STUDY QUESTIONS:
A. According to the forum post, what size of beams does the writer regularly see at the local big box store?
B. In the forum post, rewrite the passage starting at "3302 posts in" and ending at "of the bench.", with "big box store" changed to "lumber yard".

View RGtools's profile

RGtools

3302 posts in 1258 days


#11 posted 1076 days ago

As you stated it’s nasty stuff. However you can get some big beams at your local big box store; I see 6×6’s regularly, some of those and some 4×6’s would make a beefy base. I would build the top first though since it will

a) help you build the rest of the bench.
b) help you accuratly figure out the final height of your bench…

Crap, I totally forgot to discuss bench height.

DATA SECTION:
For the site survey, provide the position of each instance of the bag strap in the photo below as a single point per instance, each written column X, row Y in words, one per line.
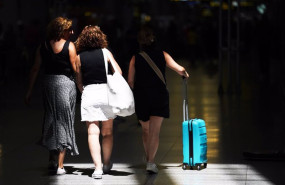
column 152, row 65
column 106, row 61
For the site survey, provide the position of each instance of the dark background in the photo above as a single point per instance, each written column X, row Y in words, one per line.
column 186, row 29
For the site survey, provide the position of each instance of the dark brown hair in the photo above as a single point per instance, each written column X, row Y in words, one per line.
column 57, row 27
column 146, row 36
column 91, row 37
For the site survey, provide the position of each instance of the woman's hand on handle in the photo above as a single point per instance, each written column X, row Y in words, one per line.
column 174, row 66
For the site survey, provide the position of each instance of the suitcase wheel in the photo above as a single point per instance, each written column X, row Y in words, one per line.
column 199, row 167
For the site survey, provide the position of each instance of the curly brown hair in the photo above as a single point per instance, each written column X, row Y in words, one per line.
column 91, row 37
column 145, row 36
column 57, row 27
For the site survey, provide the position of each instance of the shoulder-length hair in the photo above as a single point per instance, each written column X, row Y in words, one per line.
column 91, row 37
column 145, row 36
column 57, row 27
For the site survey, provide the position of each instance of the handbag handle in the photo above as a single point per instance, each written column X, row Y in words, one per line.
column 106, row 61
column 152, row 65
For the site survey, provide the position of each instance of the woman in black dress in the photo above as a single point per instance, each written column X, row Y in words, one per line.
column 150, row 92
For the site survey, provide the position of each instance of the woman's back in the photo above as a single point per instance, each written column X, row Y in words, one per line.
column 93, row 67
column 56, row 58
column 145, row 75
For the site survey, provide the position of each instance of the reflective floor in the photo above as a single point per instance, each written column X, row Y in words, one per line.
column 253, row 121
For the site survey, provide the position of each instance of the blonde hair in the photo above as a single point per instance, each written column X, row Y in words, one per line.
column 57, row 27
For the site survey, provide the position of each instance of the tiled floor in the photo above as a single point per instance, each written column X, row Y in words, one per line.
column 234, row 124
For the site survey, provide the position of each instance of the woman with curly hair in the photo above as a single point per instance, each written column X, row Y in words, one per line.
column 58, row 56
column 92, row 82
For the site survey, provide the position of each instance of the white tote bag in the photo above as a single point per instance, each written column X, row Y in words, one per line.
column 120, row 95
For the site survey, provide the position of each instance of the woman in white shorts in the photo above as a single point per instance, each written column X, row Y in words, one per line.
column 92, row 82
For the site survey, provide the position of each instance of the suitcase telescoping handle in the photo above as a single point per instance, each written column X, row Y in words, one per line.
column 185, row 100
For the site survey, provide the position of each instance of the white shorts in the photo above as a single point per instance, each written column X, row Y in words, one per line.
column 94, row 103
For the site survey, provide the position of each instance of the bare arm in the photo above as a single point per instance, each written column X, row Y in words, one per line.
column 132, row 71
column 33, row 75
column 72, row 55
column 174, row 66
column 78, row 74
column 111, row 58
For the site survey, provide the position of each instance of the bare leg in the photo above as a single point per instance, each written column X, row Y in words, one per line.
column 53, row 155
column 61, row 158
column 153, row 138
column 94, row 144
column 107, row 140
column 145, row 134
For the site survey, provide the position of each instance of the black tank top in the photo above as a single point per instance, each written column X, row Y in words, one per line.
column 145, row 75
column 56, row 63
column 93, row 67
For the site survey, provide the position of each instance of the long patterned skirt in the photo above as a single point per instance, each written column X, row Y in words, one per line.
column 59, row 96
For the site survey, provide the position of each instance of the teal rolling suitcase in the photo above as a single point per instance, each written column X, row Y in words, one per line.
column 194, row 138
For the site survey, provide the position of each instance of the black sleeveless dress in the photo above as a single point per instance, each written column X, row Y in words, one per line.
column 150, row 93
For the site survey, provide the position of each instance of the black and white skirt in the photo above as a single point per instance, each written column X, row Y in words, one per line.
column 59, row 96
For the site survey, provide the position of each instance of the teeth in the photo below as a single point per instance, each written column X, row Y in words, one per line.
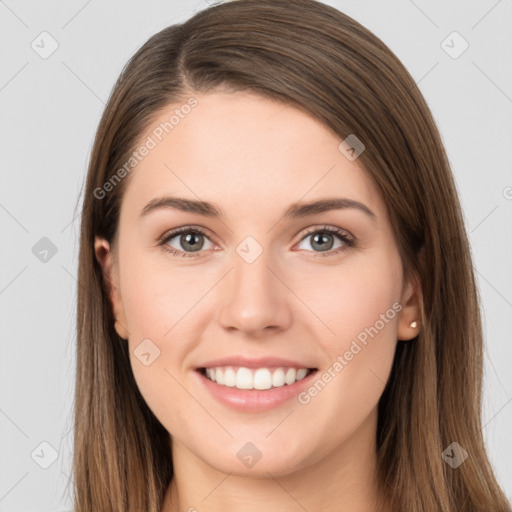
column 261, row 378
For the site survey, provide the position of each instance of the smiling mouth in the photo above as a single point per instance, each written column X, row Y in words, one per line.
column 257, row 378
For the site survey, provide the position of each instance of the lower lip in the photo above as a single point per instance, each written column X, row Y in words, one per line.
column 255, row 400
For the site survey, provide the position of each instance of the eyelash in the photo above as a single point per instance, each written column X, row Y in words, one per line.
column 346, row 239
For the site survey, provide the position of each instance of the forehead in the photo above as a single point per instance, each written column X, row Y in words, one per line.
column 244, row 152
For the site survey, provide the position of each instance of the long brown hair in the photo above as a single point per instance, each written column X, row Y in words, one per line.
column 315, row 58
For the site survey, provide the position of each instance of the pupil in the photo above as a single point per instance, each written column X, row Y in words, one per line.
column 189, row 240
column 322, row 239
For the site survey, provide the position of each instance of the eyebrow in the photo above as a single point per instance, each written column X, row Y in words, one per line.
column 295, row 210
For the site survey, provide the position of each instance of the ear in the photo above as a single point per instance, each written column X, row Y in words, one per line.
column 411, row 301
column 104, row 257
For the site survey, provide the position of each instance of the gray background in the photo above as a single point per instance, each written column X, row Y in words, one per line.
column 50, row 110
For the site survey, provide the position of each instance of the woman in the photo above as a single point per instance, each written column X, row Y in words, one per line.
column 277, row 307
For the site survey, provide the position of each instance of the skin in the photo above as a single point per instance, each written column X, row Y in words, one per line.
column 253, row 157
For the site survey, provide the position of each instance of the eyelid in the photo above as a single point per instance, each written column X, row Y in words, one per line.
column 346, row 237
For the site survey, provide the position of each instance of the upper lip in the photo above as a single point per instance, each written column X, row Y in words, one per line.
column 260, row 362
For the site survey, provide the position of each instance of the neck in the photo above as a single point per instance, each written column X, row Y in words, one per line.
column 342, row 481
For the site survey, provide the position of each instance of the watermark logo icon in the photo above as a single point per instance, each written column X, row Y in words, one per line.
column 351, row 147
column 454, row 455
column 454, row 45
column 249, row 454
column 44, row 45
column 44, row 250
column 249, row 249
column 146, row 352
column 44, row 455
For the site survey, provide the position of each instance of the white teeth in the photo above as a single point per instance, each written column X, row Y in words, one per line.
column 289, row 378
column 230, row 378
column 261, row 378
column 243, row 378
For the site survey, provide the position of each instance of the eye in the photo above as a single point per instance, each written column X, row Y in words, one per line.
column 324, row 240
column 189, row 240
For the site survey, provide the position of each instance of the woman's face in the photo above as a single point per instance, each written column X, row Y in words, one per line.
column 262, row 291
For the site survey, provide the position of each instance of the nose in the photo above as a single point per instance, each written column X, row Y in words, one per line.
column 253, row 298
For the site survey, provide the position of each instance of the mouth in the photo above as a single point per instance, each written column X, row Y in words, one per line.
column 260, row 379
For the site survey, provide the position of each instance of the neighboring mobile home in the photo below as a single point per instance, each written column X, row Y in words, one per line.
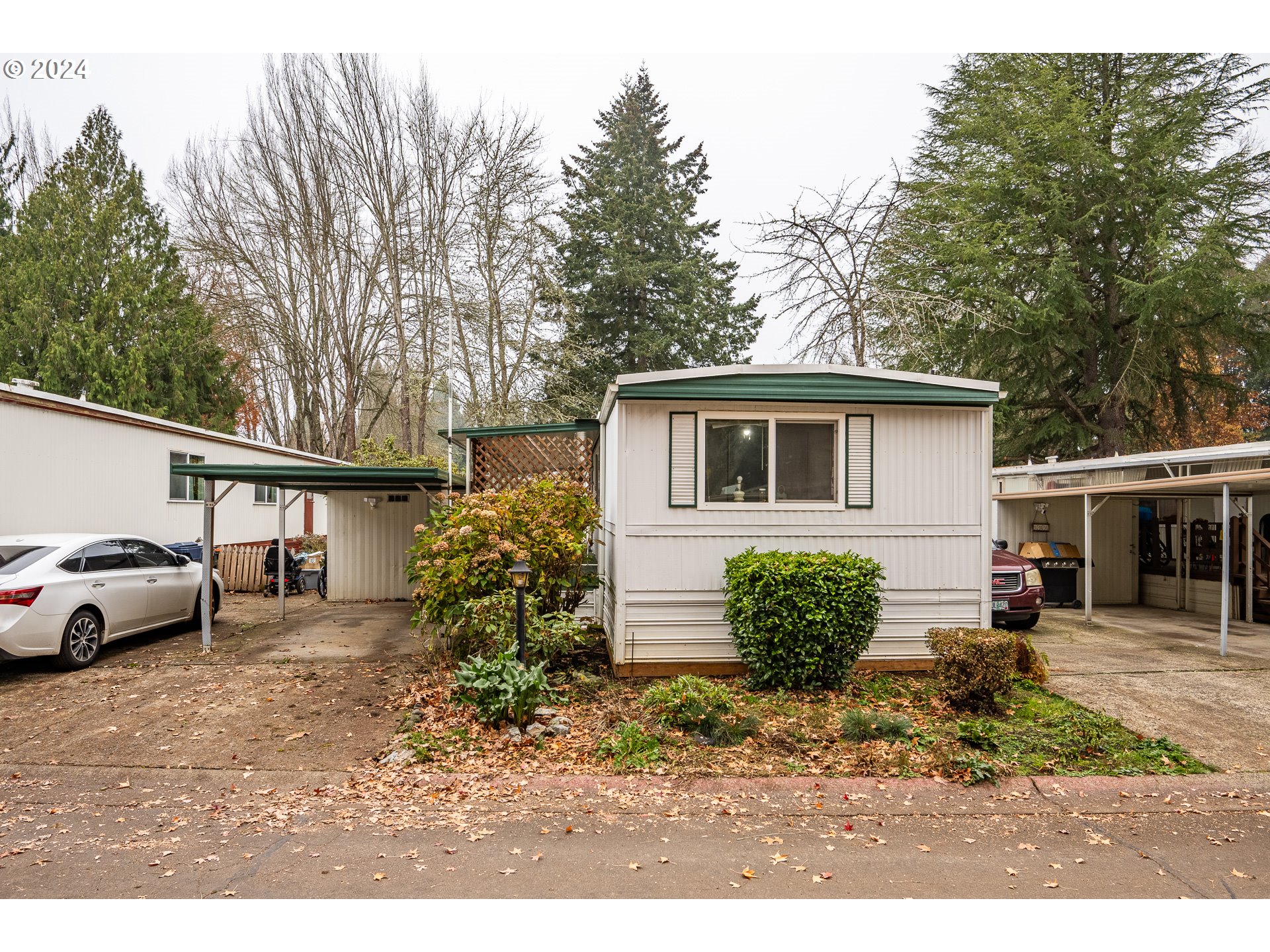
column 74, row 466
column 698, row 465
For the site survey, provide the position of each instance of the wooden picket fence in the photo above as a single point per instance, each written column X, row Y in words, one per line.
column 241, row 568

RESPONSES IN ORDER:
A. 6×6’s

B.
3302 posts in 1258 days


#11 posted 1076 days ago

As you stated it’s nasty stuff. However you can get some big beams at your local lumber yard; I see 6×6’s regularly, some of those and some 4×6’s would make a beefy base. I would build the top first though since it will

a) help you build the rest of the bench.